### TO DO
Can you copy, word for word, every line below from the one containing "In the photo above, where can the low" down to the one containing "pixel 791 717", with both of those lines included?

### Items excerpted from a collection
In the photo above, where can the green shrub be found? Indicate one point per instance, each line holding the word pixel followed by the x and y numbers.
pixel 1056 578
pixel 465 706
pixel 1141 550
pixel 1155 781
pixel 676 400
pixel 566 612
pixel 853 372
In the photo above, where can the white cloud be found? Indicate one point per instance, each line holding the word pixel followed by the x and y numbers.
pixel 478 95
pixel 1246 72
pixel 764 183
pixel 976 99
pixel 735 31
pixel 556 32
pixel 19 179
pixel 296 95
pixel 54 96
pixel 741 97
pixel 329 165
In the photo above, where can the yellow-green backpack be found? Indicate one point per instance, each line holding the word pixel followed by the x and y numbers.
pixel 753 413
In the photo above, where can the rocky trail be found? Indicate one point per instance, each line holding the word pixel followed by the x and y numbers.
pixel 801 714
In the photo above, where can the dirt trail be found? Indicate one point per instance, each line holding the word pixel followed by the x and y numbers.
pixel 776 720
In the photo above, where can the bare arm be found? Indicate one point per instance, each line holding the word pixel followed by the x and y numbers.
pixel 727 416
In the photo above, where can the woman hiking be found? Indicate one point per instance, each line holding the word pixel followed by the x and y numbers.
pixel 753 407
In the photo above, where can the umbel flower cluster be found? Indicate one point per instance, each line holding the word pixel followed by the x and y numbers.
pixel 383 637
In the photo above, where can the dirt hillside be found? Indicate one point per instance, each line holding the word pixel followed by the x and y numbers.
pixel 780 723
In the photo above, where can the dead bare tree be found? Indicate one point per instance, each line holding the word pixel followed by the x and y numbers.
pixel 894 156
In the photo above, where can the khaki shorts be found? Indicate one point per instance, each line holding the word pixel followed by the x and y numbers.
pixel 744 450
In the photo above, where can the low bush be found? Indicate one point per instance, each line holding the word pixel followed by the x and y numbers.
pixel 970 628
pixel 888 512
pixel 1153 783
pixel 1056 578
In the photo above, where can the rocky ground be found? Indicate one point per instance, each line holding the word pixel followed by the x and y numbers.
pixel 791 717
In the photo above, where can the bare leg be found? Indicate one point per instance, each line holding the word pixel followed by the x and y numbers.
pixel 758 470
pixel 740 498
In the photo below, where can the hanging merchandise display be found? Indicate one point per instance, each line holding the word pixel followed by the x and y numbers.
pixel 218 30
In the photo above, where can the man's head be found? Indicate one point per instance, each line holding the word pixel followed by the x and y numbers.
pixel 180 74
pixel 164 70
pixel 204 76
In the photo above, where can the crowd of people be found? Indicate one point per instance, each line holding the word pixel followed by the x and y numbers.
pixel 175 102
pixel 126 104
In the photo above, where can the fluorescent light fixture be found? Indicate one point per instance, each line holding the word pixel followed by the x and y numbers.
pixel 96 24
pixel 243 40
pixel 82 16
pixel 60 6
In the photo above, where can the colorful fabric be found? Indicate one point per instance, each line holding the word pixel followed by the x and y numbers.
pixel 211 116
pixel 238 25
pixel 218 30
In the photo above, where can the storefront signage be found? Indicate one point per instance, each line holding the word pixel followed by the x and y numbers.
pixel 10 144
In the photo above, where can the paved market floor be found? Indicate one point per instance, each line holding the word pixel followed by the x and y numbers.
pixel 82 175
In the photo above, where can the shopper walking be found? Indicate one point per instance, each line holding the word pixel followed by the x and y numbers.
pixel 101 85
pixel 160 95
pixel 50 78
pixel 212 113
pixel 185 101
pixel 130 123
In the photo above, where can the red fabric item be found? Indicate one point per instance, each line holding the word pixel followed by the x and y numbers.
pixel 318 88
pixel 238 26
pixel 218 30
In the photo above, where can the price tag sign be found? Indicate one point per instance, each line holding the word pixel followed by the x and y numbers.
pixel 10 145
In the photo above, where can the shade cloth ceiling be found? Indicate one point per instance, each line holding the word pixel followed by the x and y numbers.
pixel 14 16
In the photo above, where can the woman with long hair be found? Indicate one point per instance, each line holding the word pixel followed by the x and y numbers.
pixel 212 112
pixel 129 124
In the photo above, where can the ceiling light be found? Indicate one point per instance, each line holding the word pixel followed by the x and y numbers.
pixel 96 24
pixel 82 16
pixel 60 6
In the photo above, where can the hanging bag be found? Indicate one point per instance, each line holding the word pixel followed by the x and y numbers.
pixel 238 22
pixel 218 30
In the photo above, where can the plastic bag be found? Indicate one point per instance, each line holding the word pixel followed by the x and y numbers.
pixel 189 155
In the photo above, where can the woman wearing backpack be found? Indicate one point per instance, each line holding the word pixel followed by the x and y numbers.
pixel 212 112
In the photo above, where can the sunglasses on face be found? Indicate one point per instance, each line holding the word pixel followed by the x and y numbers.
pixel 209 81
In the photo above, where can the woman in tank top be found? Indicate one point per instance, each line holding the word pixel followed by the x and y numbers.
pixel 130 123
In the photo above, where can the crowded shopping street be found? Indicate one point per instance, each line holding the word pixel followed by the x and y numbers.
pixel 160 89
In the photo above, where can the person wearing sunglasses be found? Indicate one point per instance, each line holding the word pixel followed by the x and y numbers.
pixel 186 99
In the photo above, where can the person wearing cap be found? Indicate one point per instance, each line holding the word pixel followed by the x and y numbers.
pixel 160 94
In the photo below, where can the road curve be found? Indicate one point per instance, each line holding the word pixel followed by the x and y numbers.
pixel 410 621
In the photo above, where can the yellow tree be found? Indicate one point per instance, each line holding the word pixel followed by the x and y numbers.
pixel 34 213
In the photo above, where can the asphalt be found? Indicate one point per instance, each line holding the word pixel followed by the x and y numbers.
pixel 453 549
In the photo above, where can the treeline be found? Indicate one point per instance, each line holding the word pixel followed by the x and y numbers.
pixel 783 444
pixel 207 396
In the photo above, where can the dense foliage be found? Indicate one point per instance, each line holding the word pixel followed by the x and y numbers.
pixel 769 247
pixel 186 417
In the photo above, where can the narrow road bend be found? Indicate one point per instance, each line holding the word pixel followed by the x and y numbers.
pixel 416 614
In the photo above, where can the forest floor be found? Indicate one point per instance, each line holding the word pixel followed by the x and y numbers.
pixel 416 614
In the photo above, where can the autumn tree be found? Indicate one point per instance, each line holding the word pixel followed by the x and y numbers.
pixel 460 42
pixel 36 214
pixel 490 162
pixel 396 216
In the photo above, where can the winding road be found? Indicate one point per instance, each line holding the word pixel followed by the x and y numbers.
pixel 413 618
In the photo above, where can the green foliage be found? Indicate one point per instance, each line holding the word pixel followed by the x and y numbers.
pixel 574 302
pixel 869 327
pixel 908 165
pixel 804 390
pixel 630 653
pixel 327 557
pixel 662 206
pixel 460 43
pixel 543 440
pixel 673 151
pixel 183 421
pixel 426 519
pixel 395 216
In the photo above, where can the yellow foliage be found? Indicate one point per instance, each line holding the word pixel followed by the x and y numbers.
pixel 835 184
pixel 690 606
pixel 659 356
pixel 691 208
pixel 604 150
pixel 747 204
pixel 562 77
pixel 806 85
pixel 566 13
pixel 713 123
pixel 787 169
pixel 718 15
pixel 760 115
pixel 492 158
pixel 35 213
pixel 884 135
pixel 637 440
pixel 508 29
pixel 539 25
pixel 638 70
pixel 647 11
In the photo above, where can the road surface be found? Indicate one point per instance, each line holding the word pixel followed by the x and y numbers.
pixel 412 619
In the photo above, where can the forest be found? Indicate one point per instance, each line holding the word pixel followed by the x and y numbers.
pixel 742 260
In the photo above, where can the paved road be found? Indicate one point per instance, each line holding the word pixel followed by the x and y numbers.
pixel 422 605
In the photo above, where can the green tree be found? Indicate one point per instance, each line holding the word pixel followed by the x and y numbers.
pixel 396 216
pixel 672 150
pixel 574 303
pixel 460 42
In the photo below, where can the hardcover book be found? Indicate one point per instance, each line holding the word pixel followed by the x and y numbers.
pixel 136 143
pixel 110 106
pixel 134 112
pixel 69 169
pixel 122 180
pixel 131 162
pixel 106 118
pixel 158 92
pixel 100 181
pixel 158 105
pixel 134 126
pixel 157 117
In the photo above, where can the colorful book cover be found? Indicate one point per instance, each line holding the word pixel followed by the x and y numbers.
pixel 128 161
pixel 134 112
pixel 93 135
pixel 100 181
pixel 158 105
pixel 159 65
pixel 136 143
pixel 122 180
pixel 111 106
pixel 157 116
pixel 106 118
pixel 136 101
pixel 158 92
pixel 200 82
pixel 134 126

### SOLVED PROBLEM
In the photo above, where can the low bush be found? Indicate one point per instance, each line holding the word pixel followed by the x and y numbers.
pixel 970 628
pixel 888 512
pixel 1153 783
pixel 1056 578
In the photo above, where can the rocky ground be found? Indicate one point per instance, each line holding the word pixel followed by the x and y numbers.
pixel 791 717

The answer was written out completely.